- Written exercise -
Render all of the data below as a JSON list of strings, one string per line, leaving out any blank lines.

- Material -
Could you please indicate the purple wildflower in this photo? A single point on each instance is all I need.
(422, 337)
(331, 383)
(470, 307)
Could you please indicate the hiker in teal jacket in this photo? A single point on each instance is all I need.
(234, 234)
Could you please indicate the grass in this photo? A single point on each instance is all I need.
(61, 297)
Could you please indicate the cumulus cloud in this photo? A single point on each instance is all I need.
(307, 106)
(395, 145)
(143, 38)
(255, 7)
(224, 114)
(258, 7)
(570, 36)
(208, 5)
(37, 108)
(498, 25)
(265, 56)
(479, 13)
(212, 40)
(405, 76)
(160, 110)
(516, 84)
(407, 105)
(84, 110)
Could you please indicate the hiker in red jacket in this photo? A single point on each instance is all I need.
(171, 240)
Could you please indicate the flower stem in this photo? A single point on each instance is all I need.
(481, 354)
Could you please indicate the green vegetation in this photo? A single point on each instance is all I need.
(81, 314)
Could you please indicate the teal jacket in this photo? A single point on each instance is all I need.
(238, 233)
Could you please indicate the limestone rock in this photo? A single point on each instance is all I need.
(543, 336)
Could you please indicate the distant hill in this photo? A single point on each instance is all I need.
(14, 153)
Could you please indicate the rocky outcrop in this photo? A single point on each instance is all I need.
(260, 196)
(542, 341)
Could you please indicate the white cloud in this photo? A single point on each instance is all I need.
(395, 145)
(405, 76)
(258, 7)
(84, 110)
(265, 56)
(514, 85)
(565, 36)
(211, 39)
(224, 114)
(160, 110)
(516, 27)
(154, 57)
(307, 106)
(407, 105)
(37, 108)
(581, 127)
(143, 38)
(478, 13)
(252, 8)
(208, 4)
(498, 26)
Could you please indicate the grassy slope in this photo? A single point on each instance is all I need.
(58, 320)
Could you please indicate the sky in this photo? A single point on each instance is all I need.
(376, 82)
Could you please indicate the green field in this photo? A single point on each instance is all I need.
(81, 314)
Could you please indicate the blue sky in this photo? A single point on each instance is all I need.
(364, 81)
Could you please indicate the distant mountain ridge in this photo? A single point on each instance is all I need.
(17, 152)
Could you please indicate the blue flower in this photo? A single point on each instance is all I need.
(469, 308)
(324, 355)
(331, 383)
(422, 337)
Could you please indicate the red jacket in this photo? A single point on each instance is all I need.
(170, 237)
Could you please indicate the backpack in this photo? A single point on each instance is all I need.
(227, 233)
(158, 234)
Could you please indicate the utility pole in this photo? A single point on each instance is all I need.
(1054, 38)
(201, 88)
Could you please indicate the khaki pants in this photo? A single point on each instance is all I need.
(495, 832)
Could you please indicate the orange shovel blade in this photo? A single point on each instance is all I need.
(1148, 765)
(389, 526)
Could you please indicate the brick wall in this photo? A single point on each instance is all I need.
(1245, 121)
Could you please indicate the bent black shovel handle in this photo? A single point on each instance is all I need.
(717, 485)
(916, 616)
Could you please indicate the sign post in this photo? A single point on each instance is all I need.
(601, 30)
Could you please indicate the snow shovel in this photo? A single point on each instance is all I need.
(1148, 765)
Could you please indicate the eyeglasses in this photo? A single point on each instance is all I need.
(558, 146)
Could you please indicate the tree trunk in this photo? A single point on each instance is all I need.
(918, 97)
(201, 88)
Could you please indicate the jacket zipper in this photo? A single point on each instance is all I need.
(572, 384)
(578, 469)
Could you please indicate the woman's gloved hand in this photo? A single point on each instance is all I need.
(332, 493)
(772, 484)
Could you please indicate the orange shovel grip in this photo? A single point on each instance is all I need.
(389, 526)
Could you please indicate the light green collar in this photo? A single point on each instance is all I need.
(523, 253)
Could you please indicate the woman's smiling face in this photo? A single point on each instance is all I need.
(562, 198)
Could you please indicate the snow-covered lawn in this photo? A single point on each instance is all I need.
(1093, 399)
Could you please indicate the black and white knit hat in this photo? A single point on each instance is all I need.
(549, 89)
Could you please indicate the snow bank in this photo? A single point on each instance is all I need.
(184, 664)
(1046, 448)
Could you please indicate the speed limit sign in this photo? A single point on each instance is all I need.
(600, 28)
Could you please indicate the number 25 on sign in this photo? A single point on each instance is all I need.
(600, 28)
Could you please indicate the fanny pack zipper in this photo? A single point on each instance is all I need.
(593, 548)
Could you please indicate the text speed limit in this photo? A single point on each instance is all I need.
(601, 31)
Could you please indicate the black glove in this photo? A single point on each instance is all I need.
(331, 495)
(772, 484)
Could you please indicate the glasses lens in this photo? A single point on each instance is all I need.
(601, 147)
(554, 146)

- Full solution -
[
  "Could you please indicate the purple wildflower in this photo? A single point on each instance is all I need.",
  "(422, 337)",
  "(331, 383)",
  "(470, 307)",
  "Could you please indicate the hiker in teal jacket in this photo? A single point on each instance is all I need.",
  "(234, 234)",
  "Could you please indicate the grass in this photo? A single point on each instance is all I need.",
  "(61, 297)",
  "Could you please indicate the cumulus cloud in this photo? A single point on each instance is all I need.",
  "(307, 106)",
  "(395, 145)",
  "(143, 38)",
  "(255, 7)",
  "(224, 114)",
  "(258, 7)",
  "(570, 36)",
  "(208, 5)",
  "(37, 108)",
  "(498, 25)",
  "(265, 56)",
  "(479, 13)",
  "(212, 40)",
  "(405, 76)",
  "(160, 110)",
  "(516, 84)",
  "(407, 105)",
  "(84, 110)",
  "Could you please indicate the hiker in red jacket in this photo? A single point on each instance is all I need.",
  "(171, 240)",
  "Could you please indicate the flower stem in this photo? A single point on each instance is all I need.",
  "(481, 354)",
  "Could you please indicate the green vegetation in this photo? A single point on each instance is all I need.",
  "(81, 314)",
  "Could you please indicate the teal jacket in this photo? A single point on each instance is all I need.",
  "(238, 233)",
  "Could you please indicate the limestone rock in this photo? A single point on each instance is all I need.",
  "(543, 336)",
  "Could you please indicate the distant hill in this photo? A single point on each instance is all I need.",
  "(14, 153)",
  "Could you please indicate the rocky outcrop in this photo? A single point on each instance is all I need.",
  "(260, 196)",
  "(542, 341)",
  "Could you please indicate the white cloud in this photo? A single point on each instance is all I need.",
  "(395, 145)",
  "(405, 76)",
  "(258, 7)",
  "(84, 110)",
  "(265, 56)",
  "(514, 85)",
  "(565, 36)",
  "(211, 39)",
  "(224, 114)",
  "(160, 110)",
  "(516, 27)",
  "(154, 57)",
  "(307, 106)",
  "(407, 105)",
  "(37, 108)",
  "(581, 127)",
  "(143, 38)",
  "(478, 13)",
  "(252, 8)",
  "(208, 4)",
  "(498, 26)",
  "Could you please indicate the grassy slope in this photo? A single point on each instance is all I need.",
  "(58, 320)",
  "Could you please indicate the sky in this photo? A single point on each instance is all I need.",
  "(376, 82)",
  "Could you please indicate the green field in this photo? A single point on each instance is all I need.",
  "(81, 314)",
  "Could you please indicate the blue sky in this photo? A single point on each instance is all I need.",
  "(364, 81)",
  "Could you please indicate the distant mountain ridge in this photo? A single point on each instance is all I need.",
  "(17, 152)",
  "Could you please indicate the blue flower in this photo? A single point on each instance is all I need.",
  "(469, 308)",
  "(324, 355)",
  "(331, 383)",
  "(422, 337)",
  "Could you please indicate the red jacket in this photo? A single point on each instance is all I need.",
  "(170, 237)",
  "Could you please indicate the backpack in this photo? A single point on each instance is all I need.",
  "(227, 233)",
  "(158, 234)",
  "Could you please indicate the utility pole in this photo? A single point on each instance is all I need.",
  "(1054, 38)",
  "(201, 88)",
  "Could you please indicate the khaki pants in this photo? A single point on each instance is all I need.",
  "(495, 832)",
  "Could you please indicate the orange shovel blade in this photo? A single point on each instance is all I need.",
  "(1148, 765)",
  "(389, 526)",
  "Could you please indicate the brick wall in this photo? A single point on each instance is all I need.",
  "(1245, 121)",
  "Could you please indicate the bent black shovel handle in this photo? A single point on each instance is all I need.",
  "(717, 485)",
  "(916, 616)",
  "Could you please indicate the sign post in this photo? A single point on each instance is all I need.",
  "(601, 30)",
  "Could you please indicate the snow shovel in this photo? A single point on each instance is all I need.",
  "(1148, 765)",
  "Could you please indicate the eyeglasses in this photo? A single point on each instance is all I need.",
  "(558, 146)",
  "Could you please indicate the tree trunk in this photo? A single point on each instance is all I need.",
  "(918, 97)",
  "(201, 88)",
  "Could you please indicate the jacket zipper in this photo? A single point on each instance is all I need.",
  "(572, 384)",
  "(578, 469)",
  "Could you please indicate the woman's gloved hand in this photo? A single point on each instance is all I need.",
  "(332, 493)",
  "(772, 484)",
  "Could you please indicate the orange shovel grip in this photo? A single point on each instance is all I need.",
  "(389, 526)",
  "Could you please indicate the light green collar in this photo? A single point on each instance is all I need.",
  "(523, 253)",
  "Could you please indicate the woman's smiling face in this photo? A single point on each instance is all I need.",
  "(562, 198)",
  "Could you please indicate the snow-covered lawn in this photo? A single point on each instance is all I need.",
  "(1093, 399)",
  "Could you please indicate the black and white knit hat in this photo? A single point on each instance is all I need.",
  "(549, 89)",
  "Could you please indicate the snow bank in this photo? A single point on each instance is all I need.",
  "(184, 664)",
  "(1046, 448)",
  "Could you please indicate the speed limit sign in this photo? A single point on each instance is all I need.",
  "(600, 28)",
  "Could you please indicate the number 25 on sign in this photo? A single point on each instance is all I need.",
  "(600, 28)",
  "Could you please indicate the fanny pack zipper in this photo? A single point on each instance is all I need.",
  "(593, 548)",
  "Could you please indicate the text speed limit in this photo? A single point on each instance is all I need.",
  "(601, 31)",
  "Could you please indicate the black glove in this photo? A single point on each instance is all I need.",
  "(331, 495)",
  "(772, 484)",
  "Could you please indicate the glasses lens in this photo? A single point on each instance is all I need.",
  "(601, 147)",
  "(554, 146)"
]